— start of Provided records —

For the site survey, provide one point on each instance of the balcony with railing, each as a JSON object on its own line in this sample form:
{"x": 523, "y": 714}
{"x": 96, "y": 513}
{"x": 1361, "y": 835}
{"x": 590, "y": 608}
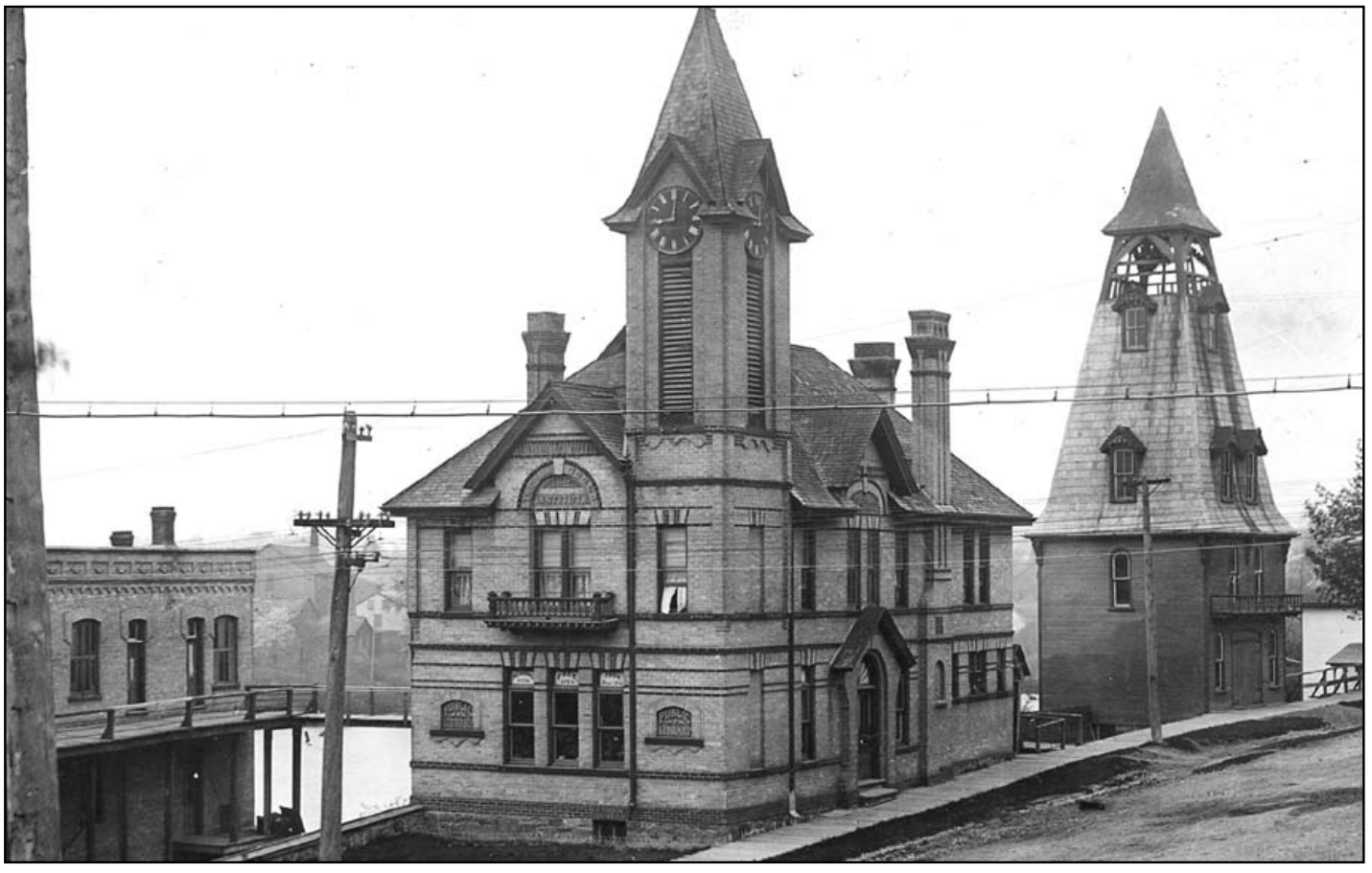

— end of Provided records —

Rewrite the records above with "balcony with railing" switched to "window with shutters" and everything else left unchanged. Omit the pictures.

• **Answer to the exercise**:
For the site survey, provide one point on each instance of the window with shutters, each as a JSON object on its own line in this sample form:
{"x": 523, "y": 714}
{"x": 96, "y": 513}
{"x": 1361, "y": 835}
{"x": 590, "y": 608}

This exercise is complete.